§ **What the exercise asks**: Could you filter the records below down to the lines that include the word "branch"?

--- Raw data Enclosed Below ---

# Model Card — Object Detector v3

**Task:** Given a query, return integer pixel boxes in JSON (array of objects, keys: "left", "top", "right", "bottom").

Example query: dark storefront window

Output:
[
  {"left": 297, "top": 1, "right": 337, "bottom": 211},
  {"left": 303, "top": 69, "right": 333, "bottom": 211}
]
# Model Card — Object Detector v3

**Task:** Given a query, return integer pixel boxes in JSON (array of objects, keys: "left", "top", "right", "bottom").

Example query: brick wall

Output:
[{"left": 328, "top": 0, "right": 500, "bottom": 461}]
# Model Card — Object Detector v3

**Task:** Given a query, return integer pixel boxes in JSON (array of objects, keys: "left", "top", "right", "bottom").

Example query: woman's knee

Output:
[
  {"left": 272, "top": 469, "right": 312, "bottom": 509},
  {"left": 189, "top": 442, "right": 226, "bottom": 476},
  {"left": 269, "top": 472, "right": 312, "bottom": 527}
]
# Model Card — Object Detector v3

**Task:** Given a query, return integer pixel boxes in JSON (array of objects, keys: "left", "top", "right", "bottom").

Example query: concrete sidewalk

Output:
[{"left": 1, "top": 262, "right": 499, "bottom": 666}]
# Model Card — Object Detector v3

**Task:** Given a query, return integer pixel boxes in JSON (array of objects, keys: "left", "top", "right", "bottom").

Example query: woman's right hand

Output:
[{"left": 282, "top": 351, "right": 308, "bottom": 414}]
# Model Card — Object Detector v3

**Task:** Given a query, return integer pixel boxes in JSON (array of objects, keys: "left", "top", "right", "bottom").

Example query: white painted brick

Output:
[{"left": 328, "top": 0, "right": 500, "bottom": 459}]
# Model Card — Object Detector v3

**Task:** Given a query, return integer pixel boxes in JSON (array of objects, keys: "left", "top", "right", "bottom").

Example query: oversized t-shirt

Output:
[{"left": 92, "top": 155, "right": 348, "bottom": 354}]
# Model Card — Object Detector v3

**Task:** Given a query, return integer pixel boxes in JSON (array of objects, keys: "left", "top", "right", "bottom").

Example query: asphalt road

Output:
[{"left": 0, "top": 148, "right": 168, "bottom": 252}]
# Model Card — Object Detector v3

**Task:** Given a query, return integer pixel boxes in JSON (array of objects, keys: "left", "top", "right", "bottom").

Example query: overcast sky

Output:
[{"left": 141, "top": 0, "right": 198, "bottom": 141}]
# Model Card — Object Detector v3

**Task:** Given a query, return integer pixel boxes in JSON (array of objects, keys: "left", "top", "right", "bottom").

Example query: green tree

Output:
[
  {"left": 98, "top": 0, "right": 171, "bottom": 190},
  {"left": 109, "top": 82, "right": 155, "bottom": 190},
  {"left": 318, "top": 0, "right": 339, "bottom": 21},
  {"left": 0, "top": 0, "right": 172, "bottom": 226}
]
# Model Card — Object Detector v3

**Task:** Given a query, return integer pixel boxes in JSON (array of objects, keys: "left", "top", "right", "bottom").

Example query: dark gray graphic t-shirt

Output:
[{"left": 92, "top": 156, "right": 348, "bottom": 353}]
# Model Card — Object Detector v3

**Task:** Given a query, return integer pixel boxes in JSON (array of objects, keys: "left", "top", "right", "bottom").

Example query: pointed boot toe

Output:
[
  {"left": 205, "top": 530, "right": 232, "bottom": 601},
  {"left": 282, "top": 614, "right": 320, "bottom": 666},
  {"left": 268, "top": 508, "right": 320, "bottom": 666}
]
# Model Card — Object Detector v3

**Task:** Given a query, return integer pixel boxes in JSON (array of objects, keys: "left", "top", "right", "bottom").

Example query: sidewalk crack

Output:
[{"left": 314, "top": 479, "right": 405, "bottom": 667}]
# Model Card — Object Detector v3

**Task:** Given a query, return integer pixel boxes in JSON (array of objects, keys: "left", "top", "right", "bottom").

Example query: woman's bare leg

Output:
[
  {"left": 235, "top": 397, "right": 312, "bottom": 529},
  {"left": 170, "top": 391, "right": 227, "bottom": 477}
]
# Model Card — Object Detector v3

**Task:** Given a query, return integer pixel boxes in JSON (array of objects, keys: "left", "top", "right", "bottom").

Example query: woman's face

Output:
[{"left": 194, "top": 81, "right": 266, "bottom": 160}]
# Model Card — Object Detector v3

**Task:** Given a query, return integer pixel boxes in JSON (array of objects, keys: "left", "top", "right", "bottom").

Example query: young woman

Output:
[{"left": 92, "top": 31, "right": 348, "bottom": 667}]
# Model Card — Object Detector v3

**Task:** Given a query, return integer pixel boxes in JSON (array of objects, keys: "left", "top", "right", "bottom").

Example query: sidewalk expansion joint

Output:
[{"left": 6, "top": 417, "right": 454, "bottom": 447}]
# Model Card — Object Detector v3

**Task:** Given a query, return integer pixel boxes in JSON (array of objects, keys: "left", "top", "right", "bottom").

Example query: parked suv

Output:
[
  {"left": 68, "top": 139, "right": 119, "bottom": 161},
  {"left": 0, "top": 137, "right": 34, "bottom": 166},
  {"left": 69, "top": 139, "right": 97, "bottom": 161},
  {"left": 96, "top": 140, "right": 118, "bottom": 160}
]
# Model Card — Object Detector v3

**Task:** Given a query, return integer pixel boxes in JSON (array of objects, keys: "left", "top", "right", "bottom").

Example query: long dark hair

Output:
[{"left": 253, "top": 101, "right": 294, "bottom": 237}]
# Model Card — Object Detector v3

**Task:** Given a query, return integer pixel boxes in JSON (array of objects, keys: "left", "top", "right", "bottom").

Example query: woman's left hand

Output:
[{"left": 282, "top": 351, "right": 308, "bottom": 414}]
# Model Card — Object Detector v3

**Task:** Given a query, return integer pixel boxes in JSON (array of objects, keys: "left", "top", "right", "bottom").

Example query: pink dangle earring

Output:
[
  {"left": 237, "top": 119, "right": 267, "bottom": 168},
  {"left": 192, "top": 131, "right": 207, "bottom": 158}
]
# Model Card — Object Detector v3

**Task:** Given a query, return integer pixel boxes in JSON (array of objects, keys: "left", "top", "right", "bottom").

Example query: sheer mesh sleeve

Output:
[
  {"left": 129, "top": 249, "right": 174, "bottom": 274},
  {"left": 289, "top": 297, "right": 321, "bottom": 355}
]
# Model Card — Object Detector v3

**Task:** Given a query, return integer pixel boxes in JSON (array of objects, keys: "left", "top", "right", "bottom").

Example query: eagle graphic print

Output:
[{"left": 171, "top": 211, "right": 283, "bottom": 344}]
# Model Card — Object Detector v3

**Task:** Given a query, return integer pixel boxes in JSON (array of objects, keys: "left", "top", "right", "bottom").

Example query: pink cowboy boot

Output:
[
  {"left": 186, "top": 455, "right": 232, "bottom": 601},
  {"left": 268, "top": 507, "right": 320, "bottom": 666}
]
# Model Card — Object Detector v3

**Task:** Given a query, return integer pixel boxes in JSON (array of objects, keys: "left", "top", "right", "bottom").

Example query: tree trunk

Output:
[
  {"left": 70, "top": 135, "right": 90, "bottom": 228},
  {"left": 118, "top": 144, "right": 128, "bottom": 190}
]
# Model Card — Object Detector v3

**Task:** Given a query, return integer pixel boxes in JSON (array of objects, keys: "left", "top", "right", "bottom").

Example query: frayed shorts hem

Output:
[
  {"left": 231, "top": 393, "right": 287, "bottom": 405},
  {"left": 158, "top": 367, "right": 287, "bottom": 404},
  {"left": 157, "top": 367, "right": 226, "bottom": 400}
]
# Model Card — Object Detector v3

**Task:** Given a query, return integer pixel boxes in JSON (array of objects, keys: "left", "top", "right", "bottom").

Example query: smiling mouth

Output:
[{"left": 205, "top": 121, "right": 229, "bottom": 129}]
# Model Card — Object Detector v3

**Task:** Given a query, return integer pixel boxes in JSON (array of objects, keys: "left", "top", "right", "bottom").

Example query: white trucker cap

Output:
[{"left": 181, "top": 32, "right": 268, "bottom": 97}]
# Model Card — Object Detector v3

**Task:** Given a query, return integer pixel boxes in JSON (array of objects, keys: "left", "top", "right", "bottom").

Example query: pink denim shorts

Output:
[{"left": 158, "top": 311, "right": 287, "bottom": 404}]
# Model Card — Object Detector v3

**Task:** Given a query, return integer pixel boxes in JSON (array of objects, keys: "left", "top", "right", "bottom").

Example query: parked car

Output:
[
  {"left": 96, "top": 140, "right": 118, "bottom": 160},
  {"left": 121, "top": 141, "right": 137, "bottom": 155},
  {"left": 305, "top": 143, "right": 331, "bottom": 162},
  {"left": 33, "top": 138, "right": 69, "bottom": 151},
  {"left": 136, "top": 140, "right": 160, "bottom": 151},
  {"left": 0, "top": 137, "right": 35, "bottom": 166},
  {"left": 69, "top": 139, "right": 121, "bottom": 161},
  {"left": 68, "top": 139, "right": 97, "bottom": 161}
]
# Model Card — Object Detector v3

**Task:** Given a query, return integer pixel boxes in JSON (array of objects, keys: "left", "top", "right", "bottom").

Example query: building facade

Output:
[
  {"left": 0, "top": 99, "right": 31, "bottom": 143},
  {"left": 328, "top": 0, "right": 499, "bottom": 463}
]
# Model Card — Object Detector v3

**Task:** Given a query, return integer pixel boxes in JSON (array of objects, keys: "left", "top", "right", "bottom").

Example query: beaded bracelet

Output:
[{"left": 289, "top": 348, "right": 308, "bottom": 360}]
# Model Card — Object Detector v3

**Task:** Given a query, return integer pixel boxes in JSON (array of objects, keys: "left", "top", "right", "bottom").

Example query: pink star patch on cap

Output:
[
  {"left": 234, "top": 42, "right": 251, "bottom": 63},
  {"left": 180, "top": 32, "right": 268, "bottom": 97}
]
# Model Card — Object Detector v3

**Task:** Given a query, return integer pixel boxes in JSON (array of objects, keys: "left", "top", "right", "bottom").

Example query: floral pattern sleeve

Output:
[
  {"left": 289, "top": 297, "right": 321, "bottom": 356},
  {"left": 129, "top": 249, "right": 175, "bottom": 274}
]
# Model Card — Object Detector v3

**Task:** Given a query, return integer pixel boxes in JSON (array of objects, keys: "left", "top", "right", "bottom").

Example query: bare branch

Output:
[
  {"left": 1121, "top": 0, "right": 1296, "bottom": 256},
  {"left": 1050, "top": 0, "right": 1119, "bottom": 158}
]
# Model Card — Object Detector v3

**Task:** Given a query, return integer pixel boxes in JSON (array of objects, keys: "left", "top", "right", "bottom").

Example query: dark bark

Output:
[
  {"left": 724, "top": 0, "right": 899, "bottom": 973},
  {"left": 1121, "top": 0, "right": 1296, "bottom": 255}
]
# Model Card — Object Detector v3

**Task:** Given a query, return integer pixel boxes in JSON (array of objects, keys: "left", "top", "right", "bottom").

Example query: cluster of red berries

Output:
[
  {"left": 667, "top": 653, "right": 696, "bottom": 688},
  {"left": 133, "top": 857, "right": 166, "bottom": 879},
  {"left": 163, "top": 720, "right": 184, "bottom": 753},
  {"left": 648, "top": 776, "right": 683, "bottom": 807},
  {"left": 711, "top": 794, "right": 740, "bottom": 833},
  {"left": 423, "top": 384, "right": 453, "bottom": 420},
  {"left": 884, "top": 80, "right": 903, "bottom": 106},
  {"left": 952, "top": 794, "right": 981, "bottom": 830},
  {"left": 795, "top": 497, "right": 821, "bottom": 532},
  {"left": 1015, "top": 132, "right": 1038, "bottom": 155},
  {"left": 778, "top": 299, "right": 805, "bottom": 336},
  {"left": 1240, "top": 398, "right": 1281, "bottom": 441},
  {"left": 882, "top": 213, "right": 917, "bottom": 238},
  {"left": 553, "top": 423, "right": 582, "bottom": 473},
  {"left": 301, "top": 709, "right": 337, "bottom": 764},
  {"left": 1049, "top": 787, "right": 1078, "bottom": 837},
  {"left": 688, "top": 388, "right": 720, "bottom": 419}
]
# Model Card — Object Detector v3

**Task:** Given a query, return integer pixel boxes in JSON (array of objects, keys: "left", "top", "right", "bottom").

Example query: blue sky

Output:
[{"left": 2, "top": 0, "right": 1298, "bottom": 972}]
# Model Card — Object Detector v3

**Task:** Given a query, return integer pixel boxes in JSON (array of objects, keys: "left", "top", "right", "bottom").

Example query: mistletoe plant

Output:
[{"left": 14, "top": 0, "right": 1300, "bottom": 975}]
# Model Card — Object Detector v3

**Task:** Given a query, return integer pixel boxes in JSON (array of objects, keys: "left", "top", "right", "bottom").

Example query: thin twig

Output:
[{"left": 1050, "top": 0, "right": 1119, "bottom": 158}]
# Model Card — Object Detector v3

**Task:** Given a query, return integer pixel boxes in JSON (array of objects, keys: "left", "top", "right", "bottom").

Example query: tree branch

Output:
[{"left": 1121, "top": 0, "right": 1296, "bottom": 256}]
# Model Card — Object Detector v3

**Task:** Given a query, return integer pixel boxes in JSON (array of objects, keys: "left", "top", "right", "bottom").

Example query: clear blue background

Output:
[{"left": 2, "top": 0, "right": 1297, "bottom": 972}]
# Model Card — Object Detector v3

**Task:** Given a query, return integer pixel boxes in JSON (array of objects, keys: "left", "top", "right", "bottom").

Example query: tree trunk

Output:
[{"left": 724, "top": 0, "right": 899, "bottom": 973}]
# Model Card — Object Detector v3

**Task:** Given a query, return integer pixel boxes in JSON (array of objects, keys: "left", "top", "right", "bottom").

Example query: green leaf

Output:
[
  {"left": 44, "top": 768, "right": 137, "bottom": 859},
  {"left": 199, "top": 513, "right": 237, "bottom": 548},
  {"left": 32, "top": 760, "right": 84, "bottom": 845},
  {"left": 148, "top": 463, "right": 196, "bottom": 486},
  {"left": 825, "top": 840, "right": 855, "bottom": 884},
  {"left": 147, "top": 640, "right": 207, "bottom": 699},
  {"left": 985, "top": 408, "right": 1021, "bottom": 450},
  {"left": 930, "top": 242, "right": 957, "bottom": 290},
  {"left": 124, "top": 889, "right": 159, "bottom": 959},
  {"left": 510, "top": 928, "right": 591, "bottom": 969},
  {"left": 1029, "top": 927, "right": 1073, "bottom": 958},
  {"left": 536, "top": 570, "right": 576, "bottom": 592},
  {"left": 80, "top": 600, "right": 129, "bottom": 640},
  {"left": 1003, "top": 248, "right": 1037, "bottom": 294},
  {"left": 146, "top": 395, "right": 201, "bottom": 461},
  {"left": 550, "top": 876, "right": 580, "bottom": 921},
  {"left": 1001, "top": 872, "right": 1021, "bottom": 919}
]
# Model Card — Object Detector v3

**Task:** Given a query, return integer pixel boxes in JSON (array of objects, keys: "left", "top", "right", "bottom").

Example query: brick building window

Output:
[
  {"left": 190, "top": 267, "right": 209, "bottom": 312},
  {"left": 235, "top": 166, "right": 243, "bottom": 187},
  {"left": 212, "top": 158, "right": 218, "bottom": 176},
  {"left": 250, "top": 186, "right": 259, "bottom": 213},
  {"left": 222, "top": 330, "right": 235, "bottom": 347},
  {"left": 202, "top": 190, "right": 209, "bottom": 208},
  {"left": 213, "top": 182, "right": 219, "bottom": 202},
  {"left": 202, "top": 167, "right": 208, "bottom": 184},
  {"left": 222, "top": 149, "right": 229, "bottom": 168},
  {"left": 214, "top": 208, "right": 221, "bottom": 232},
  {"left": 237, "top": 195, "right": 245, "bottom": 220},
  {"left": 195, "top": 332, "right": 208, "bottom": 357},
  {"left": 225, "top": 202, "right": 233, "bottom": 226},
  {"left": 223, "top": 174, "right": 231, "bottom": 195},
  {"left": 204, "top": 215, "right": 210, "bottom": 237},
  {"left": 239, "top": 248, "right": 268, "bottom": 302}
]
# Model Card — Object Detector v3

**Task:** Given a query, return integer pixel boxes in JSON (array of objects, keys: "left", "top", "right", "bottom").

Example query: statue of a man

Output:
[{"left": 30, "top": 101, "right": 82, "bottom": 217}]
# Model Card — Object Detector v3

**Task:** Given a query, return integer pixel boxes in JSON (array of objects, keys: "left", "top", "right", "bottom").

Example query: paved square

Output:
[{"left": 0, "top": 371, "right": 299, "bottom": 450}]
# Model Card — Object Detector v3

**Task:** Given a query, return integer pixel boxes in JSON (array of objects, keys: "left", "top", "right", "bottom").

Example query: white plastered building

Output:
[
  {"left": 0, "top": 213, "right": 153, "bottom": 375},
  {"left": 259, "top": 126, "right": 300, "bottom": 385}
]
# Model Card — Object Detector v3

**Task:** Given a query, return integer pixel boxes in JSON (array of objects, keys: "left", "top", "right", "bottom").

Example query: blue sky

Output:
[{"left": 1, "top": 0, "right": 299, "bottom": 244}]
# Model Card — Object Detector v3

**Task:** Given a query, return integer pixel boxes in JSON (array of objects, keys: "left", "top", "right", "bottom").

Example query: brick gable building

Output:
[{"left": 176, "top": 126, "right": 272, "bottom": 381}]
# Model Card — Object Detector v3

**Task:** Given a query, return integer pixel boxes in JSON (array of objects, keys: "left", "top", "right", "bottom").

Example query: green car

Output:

--- End of Enclosed Raw data ---

§ **Answer box**:
Example query: bare branch
Example query: tree branch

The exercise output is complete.